Dataset entries
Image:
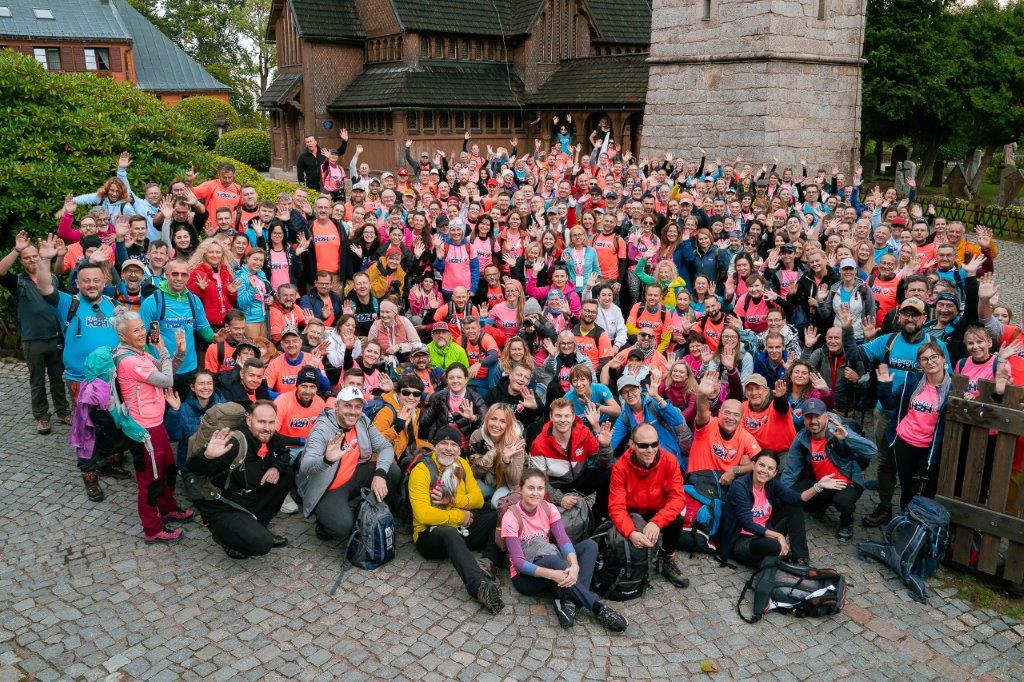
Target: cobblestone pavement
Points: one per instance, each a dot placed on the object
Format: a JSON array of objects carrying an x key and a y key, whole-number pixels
[{"x": 82, "y": 597}]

**Problem to solve**
Leaving every picture out, output the data exactly as it stands.

**Answer**
Image:
Target: cobblestone pavement
Points: one per instance, each a dot placed on the object
Format: a JSON array of objects carrying an x key and a y key, whole-number pixels
[{"x": 82, "y": 597}]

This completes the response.